**ASSIGNED TASK**
Copy out each line of the entries below that contains the word "clicks".

**LISTED RECORDS**
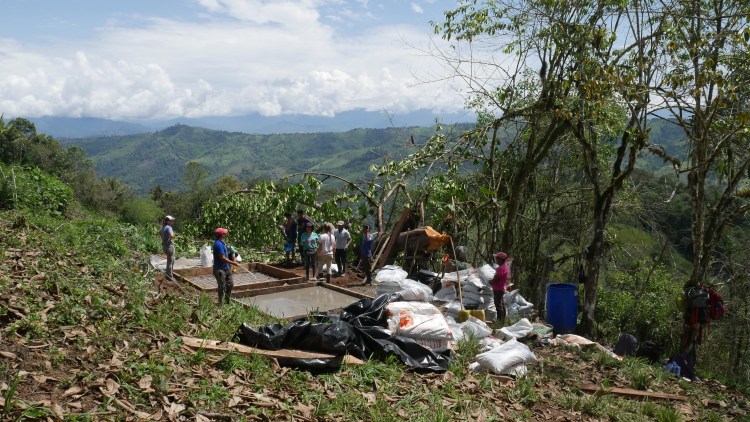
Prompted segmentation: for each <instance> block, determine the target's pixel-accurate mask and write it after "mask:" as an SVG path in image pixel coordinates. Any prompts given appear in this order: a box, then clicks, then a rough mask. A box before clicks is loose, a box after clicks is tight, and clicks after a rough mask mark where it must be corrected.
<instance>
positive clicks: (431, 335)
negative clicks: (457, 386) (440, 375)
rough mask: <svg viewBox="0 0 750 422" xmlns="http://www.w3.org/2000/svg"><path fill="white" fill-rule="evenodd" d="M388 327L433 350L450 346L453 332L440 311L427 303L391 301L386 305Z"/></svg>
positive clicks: (405, 336) (423, 345) (398, 332)
mask: <svg viewBox="0 0 750 422" xmlns="http://www.w3.org/2000/svg"><path fill="white" fill-rule="evenodd" d="M386 314H387V315H388V329H389V330H390V331H391V333H392V334H393V335H397V336H404V337H409V338H411V339H413V340H414V341H416V342H417V343H419V344H421V345H422V346H425V347H427V348H430V349H432V350H435V351H442V350H446V349H448V348H449V347H451V341H452V340H453V332H452V331H451V328H450V327H449V326H448V321H447V320H446V319H445V317H444V316H443V315H442V314H441V313H440V311H439V310H438V309H437V308H436V307H435V306H434V305H432V304H429V303H418V304H417V303H413V302H391V303H389V304H388V305H386Z"/></svg>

**TASK ANSWER**
Prompted segmentation: for each <instance> block, determine the target's pixel-accurate mask and write it after "mask:" as an SVG path in image pixel coordinates. Any prompts given appear in this order: a box, then clicks, then a rough mask. A box before clicks is loose, a box after clicks is tight, and clicks after a rough mask mark where it must be corrected.
positive clicks: (431, 335)
negative clicks: (457, 386) (440, 375)
positive clicks: (405, 336) (423, 345) (398, 332)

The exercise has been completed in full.